Detection examples:
▬▬▬▬▬▬
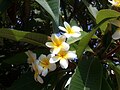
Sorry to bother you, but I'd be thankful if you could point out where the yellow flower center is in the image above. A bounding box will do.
[40,59,50,68]
[58,51,67,58]
[66,27,74,34]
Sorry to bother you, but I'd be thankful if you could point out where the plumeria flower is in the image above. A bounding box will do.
[46,34,70,54]
[25,50,36,64]
[50,50,77,69]
[58,22,82,38]
[110,20,120,40]
[112,28,120,40]
[108,0,120,7]
[32,60,44,84]
[38,54,56,76]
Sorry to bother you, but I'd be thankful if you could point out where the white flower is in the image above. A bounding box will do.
[38,54,56,76]
[50,50,77,69]
[46,34,70,54]
[25,50,36,64]
[112,28,120,40]
[32,60,44,83]
[58,22,82,38]
[108,0,120,7]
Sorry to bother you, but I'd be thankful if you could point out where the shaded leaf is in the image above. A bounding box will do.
▬▬▬▬▬▬
Swap every "bounding box" in the entries above for "rectangle" and give all their lines again, otherwise unchanged, leaving out the pictures.

Sorry to bother you, but I'd be thankful if you could point out where the yellow flower center is in the image above. A rectangle will do.
[40,59,50,68]
[58,51,67,58]
[66,27,74,34]
Sorry to bother you, but I'd be thankful if you could point out where the plumeria flower is in the image above. A rectangle will do.
[46,34,70,54]
[25,50,36,64]
[50,50,77,69]
[58,22,82,38]
[110,20,120,40]
[112,28,120,40]
[108,0,120,7]
[32,60,44,84]
[38,54,56,76]
Sorry to bother you, but I'd be thankful if you could point out where the white flower is in the image above. A rectangle will do.
[38,54,56,76]
[50,50,77,69]
[46,34,70,54]
[25,50,36,64]
[112,28,120,40]
[32,60,44,83]
[58,22,82,38]
[108,0,120,7]
Sorry to bother you, but I'd be thankful if you could point out where the shaded leaf is in the image above. A rectangle will do.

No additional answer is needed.